_Problem 1_: Report every line of the entries below that contains the word "white". Treat uppercase and lowercase letters as distinct.

######

The platform divides into four planes: the catalog plane (track metadata, audio files, licensing), the streaming plane (audio delivery, CDN, offline sync), the social and discovery plane (playlists, following, recommendations), and the analytics plane (listening history, ML pipelines).

Catalog: tracks are uploaded by labels/distributors, transcoded to OGG Vorbis (Spotify's primary format) at 5 quality levels, and stored in S3. A CDN (Akamai and Cloudflare in tandem) caches audio segments globally. Track metadata (title, artist, album, duration, ISRC) is stored in PostgreSQL; lyrics sync data in a separate service. Licensing data (which tracks are available in which countries) is cached in Redis per user session.

Streaming: when a user plays a track, the client requests audio from the CDN directly. For premium users, the client prefetches the next 2-3 tracks in the queue while the current track plays (reducing perceived latency for track changes to zero). For free users, ad insertion is handled by a server-side ad stitching service that dynamically inserts audio ads into the stream. Offline downloads: tracks are encrypted with a per-device key (DRM via Widevine) and stored in the device's local file system. Playback requires an active premium subscription verified at session start.

Recommendations: Spotify's recommendation engine is the platform's core differentiator. Collaborative filtering (matrix factorization on the 500M-user × 100M-track listening matrix) generates user embeddings and track embeddings. Cosine similarity between user embedding and track embeddings identifies recommended tracks. The embedding models (deployed via TorchServe) are queried at low latency to power real-time radio (next track prediction) and are batched-computed weekly for Discover Weekly playlist generation.

######

_Problem 2_: According to the streaming platform description, how many tracks does the client prefetch for premium users while the current track plays?

_Exercise material_:
######

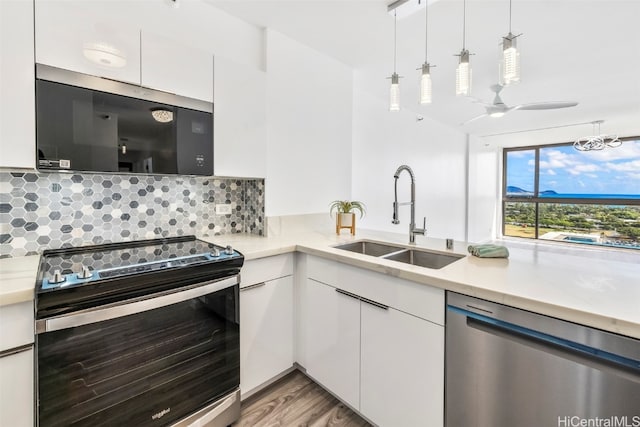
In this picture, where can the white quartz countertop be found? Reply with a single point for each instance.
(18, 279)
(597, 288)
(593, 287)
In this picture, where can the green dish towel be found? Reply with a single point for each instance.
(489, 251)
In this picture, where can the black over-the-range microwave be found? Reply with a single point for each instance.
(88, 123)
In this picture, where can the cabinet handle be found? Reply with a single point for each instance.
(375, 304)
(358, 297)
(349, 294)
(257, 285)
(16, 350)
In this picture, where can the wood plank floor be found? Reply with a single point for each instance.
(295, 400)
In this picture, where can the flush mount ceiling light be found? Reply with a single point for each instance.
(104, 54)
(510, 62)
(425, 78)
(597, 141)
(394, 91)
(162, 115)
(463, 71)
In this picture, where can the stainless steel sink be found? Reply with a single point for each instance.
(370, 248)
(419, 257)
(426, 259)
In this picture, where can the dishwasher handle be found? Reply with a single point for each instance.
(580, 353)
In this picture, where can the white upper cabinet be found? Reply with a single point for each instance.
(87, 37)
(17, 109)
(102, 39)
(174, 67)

######

_Exercise answer 1_:
In this picture, where can the white quartz countertop be found? Reply with a single point for each instance.
In this picture, where can the white upper cabinet be found? Reply with a single point for each instance.

_Exercise answer 2_: The next 2-3 tracks in the queue.